GOAL :: Render this sentence from the communication text below into Spanish: "Stay clear and focused and you will create fewer misunderstandings."

READING TEXT ::
# # # # #
This can cause you to dramatically misinterpret what you are hearing. It can cause over-reaction or an inappropriate emotional response. It causes you to add color and meaning to someone else's thoughts that may not be at all applicable.

We all do it - all the time. We carry our past experiences with us wherever we go - like permanent programming on our individual hard drives. You aren't aware of it, but it's always working in the background. This certainly can contribute to your being a less than stellar listener.

So, be aware of your reactions and responses. And add some new programming. Listen to understand - not to react. Ask questions to ensure you really understand what is being said. Awareness is half the battle...

the communication guru

Friday, October 17, 2008

Imagine...

"Think and speak the beautiful only."
Christian D. Larson (early new thought leader)

Imagine the world if this could be achieved...
the communication guru

The Rule Of Prominence (It's True - Less is More)

When you really have something important to convey, don't bury the key facts in an avalanche of non-critical facts.

Often, thinking that more info is better, we bury the message we are trying to convey or, at very least, leave the listener searching through mountains of facts for the real nuggets. The next time you have something important to say (personal or business), decide which facts are most critical and focus on those.

This is the rule of prominence. You need to centre your words so that what is most important in your message takes prominence over everything else. Don't leave any doubt about what you are trying to say or what you are asking.

More isn't better; it is confusing. Stay clear and focused and you will create fewer misunderstandings. This holds true when talking to friends, colleagues, senior management and most definitely when talking to children.

Stay clear, stay focused on the key facts only and keep it short. It will make all the difference.

the communication guru

Thursday, October 16, 2008

The Human Connection

"Communication--the human connection--is the key to personal and career success."
Paul J. Meyer (Author and founder of SMI International)

There you go. It is nice to hear someone else carry the banner as well!
the communication guru

The 'Noise' Factor (Your Real Competition)

The next time you have an important message to deliver, consider the 'noise' that may prevent your message from being received and understood. The 'noise factor' is often neglected.

Whether you are speaking to someone or sending an email, you need to consider what else may attract the attention of your intended audience at the same time. Sometimes it is obvious; at other times you may need to do a little work to see what else may compete with your message.
# # # # #
INFORMATION SHOWN ::
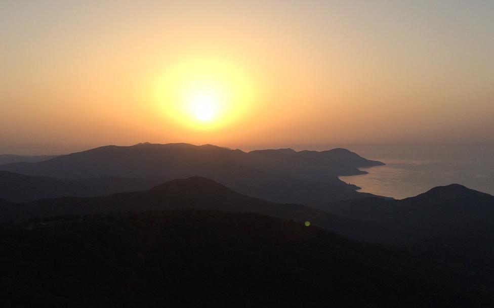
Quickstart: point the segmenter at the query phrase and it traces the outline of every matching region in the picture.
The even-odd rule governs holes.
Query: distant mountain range
[[[458,184],[435,187],[402,200],[365,198],[310,206],[381,226],[398,243],[431,234],[454,234],[459,226],[494,222],[494,196]]]
[[[382,164],[343,149],[248,153],[211,145],[108,146],[39,162],[1,165],[0,170],[43,178],[15,178],[11,173],[0,173],[0,198],[27,201],[63,196],[101,196],[199,175],[273,202],[331,201],[371,196],[357,192],[357,187],[338,177],[361,174],[364,172],[359,167]],[[15,185],[8,184],[14,182]]]
[[[198,196],[218,188],[191,181],[204,184]],[[152,192],[180,191],[182,184]],[[0,247],[2,307],[492,303],[470,273],[253,213],[182,210],[38,219],[0,225]]]
[[[0,154],[0,165],[14,162],[38,162],[51,159],[59,155],[16,155],[14,154]]]

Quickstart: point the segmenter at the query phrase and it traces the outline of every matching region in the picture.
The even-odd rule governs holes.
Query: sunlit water
[[[340,177],[361,192],[402,199],[458,183],[494,194],[494,146],[345,147],[386,164],[362,169],[367,174]]]

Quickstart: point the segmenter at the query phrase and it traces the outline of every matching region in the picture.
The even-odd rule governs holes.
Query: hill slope
[[[58,217],[0,226],[0,305],[5,307],[476,307],[491,302],[468,277],[417,263],[399,250],[253,213],[189,210]]]
[[[174,179],[200,175],[261,199],[304,203],[369,196],[356,192],[356,187],[338,176],[359,174],[358,167],[382,163],[340,150],[310,154],[289,152],[245,153],[211,145],[140,144],[102,147],[37,163],[7,164],[0,170],[65,179],[144,179],[150,183],[148,188]]]
[[[0,204],[0,222],[59,215],[184,208],[255,212],[301,222],[309,221],[347,236],[370,241],[386,236],[380,228],[364,222],[341,218],[301,204],[265,201],[199,177],[173,180],[148,191],[106,197],[65,197],[24,203],[4,203]]]
[[[16,155],[15,154],[0,154],[0,165],[15,162],[38,162],[51,159],[56,155]]]
[[[23,202],[70,196],[106,196],[115,193],[142,190],[152,184],[152,181],[146,179],[58,179],[0,171],[0,198]]]

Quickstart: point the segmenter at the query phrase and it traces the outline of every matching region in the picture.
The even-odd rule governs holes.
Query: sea
[[[494,145],[339,147],[386,163],[361,168],[366,174],[340,177],[362,192],[403,199],[456,183],[494,195]]]

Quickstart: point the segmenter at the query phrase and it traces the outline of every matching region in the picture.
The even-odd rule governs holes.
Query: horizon
[[[271,145],[266,145],[266,144],[259,144],[259,145],[248,145],[243,146],[230,146],[230,145],[218,145],[215,144],[211,143],[206,143],[203,144],[198,144],[198,143],[192,143],[189,142],[137,142],[136,143],[131,143],[129,144],[104,144],[104,145],[88,145],[88,146],[73,146],[69,145],[62,145],[61,146],[58,146],[57,147],[54,147],[55,149],[60,148],[60,150],[52,150],[46,152],[38,152],[36,150],[33,150],[32,148],[29,147],[18,147],[14,148],[12,150],[2,150],[2,148],[0,148],[0,155],[19,155],[19,156],[55,156],[55,155],[64,155],[69,154],[78,153],[79,152],[84,152],[85,151],[88,151],[89,150],[92,150],[94,149],[96,149],[98,148],[100,148],[102,147],[105,147],[108,146],[116,146],[118,147],[130,147],[135,145],[137,145],[141,143],[150,143],[151,144],[159,144],[159,145],[166,145],[166,144],[190,144],[194,146],[199,146],[207,145],[211,145],[213,146],[216,146],[221,148],[225,148],[229,149],[231,150],[240,150],[244,152],[251,152],[255,150],[277,150],[281,149],[292,149],[295,150],[297,151],[303,151],[303,150],[309,150],[309,151],[326,151],[328,150],[332,150],[337,148],[343,148],[345,149],[350,150],[352,152],[355,152],[358,151],[357,149],[365,149],[368,150],[369,149],[379,149],[379,148],[423,148],[423,149],[451,149],[457,148],[461,150],[465,150],[465,149],[471,148],[472,147],[474,148],[478,149],[479,148],[483,148],[486,149],[494,149],[494,143],[492,144],[485,144],[482,143],[457,143],[457,144],[449,144],[449,143],[425,143],[425,144],[396,144],[396,143],[390,143],[390,144],[373,144],[373,143],[361,143],[361,144],[350,144],[350,143],[341,143],[341,144],[330,144],[330,143],[320,143],[320,144],[292,144],[290,145],[287,144],[271,144]],[[353,150],[352,150],[353,149]],[[431,152],[431,153],[433,152]],[[359,154],[358,152],[357,154]],[[376,158],[376,157],[374,157]]]
[[[492,2],[138,7],[0,4],[0,152],[494,144]]]

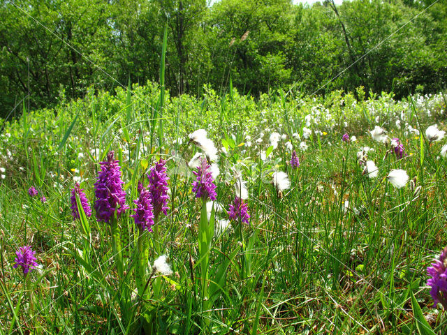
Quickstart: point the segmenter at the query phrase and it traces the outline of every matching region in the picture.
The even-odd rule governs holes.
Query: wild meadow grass
[[[160,100],[156,86],[132,89],[2,125],[0,334],[444,334],[426,284],[446,237],[446,140],[425,133],[445,129],[442,94],[255,100],[207,89]],[[200,128],[218,149],[208,207],[192,191],[190,160],[203,145],[189,134]],[[112,151],[131,209],[99,222],[94,184]],[[149,232],[129,216],[161,158],[168,209]],[[407,173],[404,187],[387,178],[393,169]],[[75,183],[90,218],[72,216]],[[228,221],[237,195],[248,224]],[[40,265],[27,276],[13,267],[23,246]]]

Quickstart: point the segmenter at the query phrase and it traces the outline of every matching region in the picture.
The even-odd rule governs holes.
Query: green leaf
[[[422,309],[420,309],[419,304],[418,304],[418,302],[416,301],[416,298],[414,297],[413,291],[411,291],[411,308],[413,309],[413,314],[414,315],[414,319],[416,322],[418,332],[420,335],[436,335],[430,325],[425,320],[425,318],[424,318],[424,314],[422,312]]]
[[[272,154],[272,151],[273,151],[273,146],[270,146],[267,149],[267,151],[265,151],[265,158],[268,157],[270,154]]]
[[[80,110],[78,111],[78,113],[76,113],[76,116],[75,117],[73,121],[71,122],[71,124],[68,127],[68,129],[67,129],[67,131],[65,132],[64,138],[62,138],[62,140],[61,141],[61,143],[59,144],[59,147],[57,148],[58,151],[62,149],[65,145],[65,143],[67,142],[68,136],[70,136],[70,134],[71,133],[71,131],[73,130],[73,127],[74,127],[75,124],[76,123],[76,120],[78,120],[78,117],[79,116],[80,112]]]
# # # # #
COMPLETE RESPONSE :: Mantente claro y enfocado y crearás menos malentendidos.